======== Data for the task ========
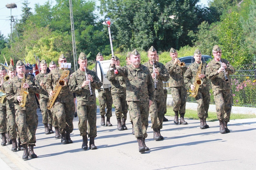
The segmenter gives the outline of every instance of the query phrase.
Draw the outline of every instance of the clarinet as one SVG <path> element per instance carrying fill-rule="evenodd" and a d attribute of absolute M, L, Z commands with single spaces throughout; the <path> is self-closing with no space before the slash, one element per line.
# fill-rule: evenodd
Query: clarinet
<path fill-rule="evenodd" d="M 94 94 L 93 94 L 93 90 L 91 89 L 91 81 L 89 80 L 89 79 L 88 79 L 88 74 L 86 72 L 86 68 L 85 67 L 84 67 L 84 71 L 85 72 L 85 79 L 86 80 L 90 80 L 90 83 L 89 83 L 88 85 L 89 89 L 90 90 L 90 92 L 91 94 L 90 95 L 90 96 L 94 96 Z"/>
<path fill-rule="evenodd" d="M 221 58 L 219 57 L 219 62 L 221 63 L 221 67 L 222 67 L 222 62 L 221 62 Z M 225 69 L 225 68 L 224 68 L 224 69 Z M 227 72 L 225 71 L 225 70 L 223 71 L 224 71 L 224 75 L 225 76 L 225 81 L 227 82 L 229 79 L 228 79 L 228 76 L 227 76 Z"/>
<path fill-rule="evenodd" d="M 158 88 L 156 86 L 156 74 L 155 72 L 155 60 L 153 59 L 153 73 L 155 73 L 155 80 L 154 80 L 154 84 L 155 84 L 155 89 L 157 90 Z"/>

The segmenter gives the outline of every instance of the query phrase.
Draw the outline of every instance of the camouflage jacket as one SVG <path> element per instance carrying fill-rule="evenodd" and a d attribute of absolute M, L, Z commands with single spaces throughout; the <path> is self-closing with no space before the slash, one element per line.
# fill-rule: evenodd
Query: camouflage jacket
<path fill-rule="evenodd" d="M 232 66 L 229 64 L 227 60 L 222 59 L 222 62 L 227 65 L 226 71 L 227 76 L 229 80 L 225 81 L 224 72 L 222 71 L 218 74 L 218 70 L 221 67 L 219 62 L 216 61 L 214 58 L 206 66 L 206 77 L 210 79 L 212 82 L 213 92 L 216 90 L 229 90 L 231 88 L 231 82 L 229 75 L 233 74 L 236 70 Z"/>
<path fill-rule="evenodd" d="M 47 75 L 47 79 L 45 81 L 46 89 L 48 92 L 50 92 L 51 90 L 53 90 L 55 87 L 58 84 L 59 79 L 61 75 L 59 70 L 59 67 L 55 68 L 51 71 L 50 73 Z M 69 74 L 66 78 L 66 79 L 69 80 L 69 76 L 70 74 L 74 72 L 74 71 L 71 69 L 69 69 Z M 74 98 L 73 93 L 71 92 L 68 85 L 69 82 L 66 86 L 62 87 L 60 91 L 58 97 L 56 99 L 56 101 L 59 101 L 62 103 L 68 103 L 71 101 L 73 101 Z"/>
<path fill-rule="evenodd" d="M 156 92 L 151 74 L 146 67 L 141 64 L 139 68 L 136 68 L 131 65 L 118 68 L 117 70 L 117 76 L 123 76 L 125 79 L 126 101 L 153 101 Z M 109 71 L 112 75 L 115 75 L 113 69 Z"/>
<path fill-rule="evenodd" d="M 165 67 L 170 74 L 170 87 L 185 87 L 183 75 L 187 70 L 186 66 L 181 67 L 176 64 L 173 64 L 174 61 L 171 60 L 165 65 Z"/>
<path fill-rule="evenodd" d="M 149 61 L 144 63 L 143 65 L 147 67 L 150 72 L 151 73 L 153 72 L 153 65 L 149 62 Z M 165 65 L 161 63 L 157 62 L 156 62 L 155 64 L 155 67 L 157 69 L 160 74 L 159 75 L 156 76 L 157 87 L 158 89 L 156 90 L 156 96 L 163 96 L 163 81 L 164 82 L 168 81 L 170 78 L 169 73 L 168 73 L 167 70 L 165 67 Z M 153 79 L 153 83 L 154 83 L 155 80 Z M 155 87 L 154 85 L 154 87 Z"/>
<path fill-rule="evenodd" d="M 201 73 L 205 74 L 206 70 L 206 65 L 207 63 L 205 62 L 202 62 L 201 70 Z M 184 78 L 185 83 L 190 87 L 190 85 L 194 84 L 196 80 L 196 77 L 197 74 L 197 71 L 198 70 L 199 66 L 196 62 L 191 63 L 187 68 L 187 70 L 186 71 L 184 74 Z M 210 89 L 209 80 L 206 78 L 203 78 L 201 80 L 203 81 L 203 84 L 199 87 L 199 89 L 202 89 L 204 90 L 209 91 Z"/>
<path fill-rule="evenodd" d="M 94 81 L 91 82 L 91 88 L 93 90 L 93 96 L 90 96 L 89 85 L 84 87 L 82 85 L 85 79 L 85 72 L 81 71 L 79 68 L 70 75 L 69 80 L 69 87 L 72 92 L 75 93 L 77 101 L 96 101 L 95 89 L 99 89 L 102 85 L 102 83 L 100 81 L 96 73 L 90 70 L 87 70 L 88 74 L 90 75 L 93 78 Z"/>
<path fill-rule="evenodd" d="M 38 85 L 33 76 L 26 74 L 25 77 L 25 83 L 28 83 L 30 87 L 28 89 L 29 94 L 27 96 L 26 105 L 24 107 L 19 106 L 19 102 L 17 100 L 17 97 L 20 96 L 22 83 L 22 79 L 18 76 L 14 77 L 11 80 L 10 85 L 7 86 L 5 91 L 7 100 L 14 103 L 16 109 L 26 110 L 29 109 L 31 110 L 37 107 L 34 94 L 40 93 L 42 90 L 42 87 Z"/>

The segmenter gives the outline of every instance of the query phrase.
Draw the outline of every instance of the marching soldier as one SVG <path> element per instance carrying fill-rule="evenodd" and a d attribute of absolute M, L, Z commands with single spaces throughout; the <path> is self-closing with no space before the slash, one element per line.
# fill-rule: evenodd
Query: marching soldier
<path fill-rule="evenodd" d="M 80 136 L 83 137 L 82 148 L 85 150 L 88 148 L 87 134 L 88 120 L 89 149 L 96 149 L 97 147 L 94 143 L 94 138 L 97 134 L 96 126 L 97 107 L 95 89 L 100 88 L 102 85 L 102 83 L 96 72 L 86 68 L 87 58 L 83 52 L 81 53 L 79 55 L 78 63 L 80 66 L 79 68 L 70 75 L 69 86 L 71 92 L 75 93 L 76 97 L 77 115 L 79 119 L 78 128 Z"/>

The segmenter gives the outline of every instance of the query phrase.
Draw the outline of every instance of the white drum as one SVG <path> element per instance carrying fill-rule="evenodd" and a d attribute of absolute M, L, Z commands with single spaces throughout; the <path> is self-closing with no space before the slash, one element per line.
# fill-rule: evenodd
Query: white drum
<path fill-rule="evenodd" d="M 97 61 L 96 63 L 96 73 L 100 80 L 102 83 L 101 88 L 109 88 L 111 86 L 110 82 L 106 77 L 109 71 L 111 60 Z"/>

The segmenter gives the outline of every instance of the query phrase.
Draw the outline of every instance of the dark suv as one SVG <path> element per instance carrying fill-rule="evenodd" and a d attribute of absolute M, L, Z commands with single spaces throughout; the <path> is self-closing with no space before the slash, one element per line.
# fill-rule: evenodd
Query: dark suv
<path fill-rule="evenodd" d="M 181 62 L 184 62 L 186 64 L 186 65 L 187 66 L 189 66 L 190 64 L 195 62 L 195 58 L 193 57 L 193 56 L 186 56 L 186 57 L 182 57 L 179 58 Z M 201 60 L 202 61 L 208 63 L 213 59 L 210 55 L 202 55 L 202 58 Z"/>

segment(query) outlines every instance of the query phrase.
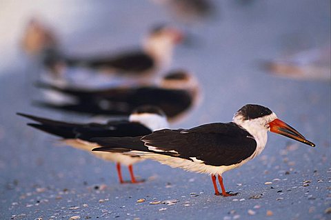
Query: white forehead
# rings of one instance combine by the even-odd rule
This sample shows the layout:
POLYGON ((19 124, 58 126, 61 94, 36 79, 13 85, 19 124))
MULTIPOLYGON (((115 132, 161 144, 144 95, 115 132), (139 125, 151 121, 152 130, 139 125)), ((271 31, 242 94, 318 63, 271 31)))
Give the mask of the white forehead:
POLYGON ((148 127, 152 131, 169 128, 166 116, 152 113, 139 113, 130 115, 129 121, 138 122, 148 127))
POLYGON ((275 113, 272 112, 270 114, 268 115, 265 115, 263 117, 261 117, 259 118, 256 119, 244 119, 244 117, 241 114, 236 114, 233 117, 232 121, 236 123, 237 124, 241 125, 245 121, 250 121, 250 122, 254 122, 257 124, 260 124, 260 125, 266 125, 271 121, 274 121, 274 119, 277 119, 277 116, 276 115, 275 113))

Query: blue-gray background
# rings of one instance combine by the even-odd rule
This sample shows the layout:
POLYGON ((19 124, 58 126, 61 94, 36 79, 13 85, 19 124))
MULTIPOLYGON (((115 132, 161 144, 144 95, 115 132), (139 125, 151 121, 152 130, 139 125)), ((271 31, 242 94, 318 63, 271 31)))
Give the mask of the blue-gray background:
POLYGON ((41 97, 32 86, 38 73, 19 48, 31 17, 50 24, 66 52, 88 54, 137 46, 152 24, 177 23, 166 9, 152 1, 1 1, 0 219, 330 219, 325 213, 331 206, 330 81, 278 78, 259 65, 286 50, 330 45, 330 1, 214 1, 213 19, 179 24, 195 43, 177 48, 172 66, 195 74, 203 99, 172 126, 229 121, 243 105, 259 103, 317 148, 270 134, 259 157, 224 174, 227 190, 241 192, 225 198, 213 195, 210 177, 154 161, 135 166, 146 183, 119 185, 113 163, 57 146, 56 138, 28 128, 27 120, 14 114, 86 119, 31 106, 41 97), (250 199, 257 195, 261 198, 250 199), (137 203, 142 198, 146 201, 137 203), (178 202, 149 204, 168 199, 178 202))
========
■ Instructions for the task ■
Rewrite the rows from the beginning through the line containing "158 88 L 156", inclusive, replacing "clarinet" with "oboe" and keeping everything else unchanged. Leave out the pictures.

■ Worked answer ■
The segmenter gives the outline of every instance of the query phrase.
Draw the outline of every instance of the oboe as one SVG <path> element per instance carrying fill-rule="evenodd" and a d attribute of absolute M, L, Z commands with single spaces throughout; the <path> is self-closing with no space before the slash, one element per line.
# fill-rule: evenodd
Query: oboe
<path fill-rule="evenodd" d="M 94 94 L 93 94 L 93 90 L 91 89 L 91 81 L 89 80 L 89 79 L 88 79 L 88 74 L 86 72 L 86 68 L 85 67 L 84 67 L 84 71 L 85 72 L 85 79 L 86 80 L 90 80 L 90 83 L 89 83 L 88 85 L 89 89 L 90 90 L 90 92 L 91 94 L 90 95 L 90 96 L 94 96 Z"/>
<path fill-rule="evenodd" d="M 221 58 L 219 57 L 219 62 L 221 63 L 221 67 L 222 67 L 222 62 L 221 62 Z M 225 69 L 225 68 L 224 68 L 224 69 Z M 227 72 L 225 71 L 225 70 L 223 71 L 224 71 L 224 75 L 225 76 L 225 81 L 227 82 L 229 79 L 228 79 L 228 76 L 227 76 Z"/>
<path fill-rule="evenodd" d="M 158 88 L 156 86 L 156 74 L 155 72 L 155 60 L 153 59 L 153 73 L 155 73 L 155 80 L 154 80 L 154 84 L 155 84 L 155 89 L 157 90 Z"/>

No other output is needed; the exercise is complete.